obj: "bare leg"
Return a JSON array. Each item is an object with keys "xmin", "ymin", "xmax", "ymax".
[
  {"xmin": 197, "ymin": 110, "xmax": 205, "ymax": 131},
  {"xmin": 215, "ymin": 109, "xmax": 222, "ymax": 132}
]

| Exercise directions |
Rewrite the material above with "object" swapped for "dictionary", keeping everything else unchanged.

| Result below |
obj: "bare leg"
Return a JSON array. Each item is an dictionary with keys "xmin", "ymin", "xmax", "ymax".
[
  {"xmin": 197, "ymin": 110, "xmax": 205, "ymax": 131},
  {"xmin": 215, "ymin": 109, "xmax": 222, "ymax": 132}
]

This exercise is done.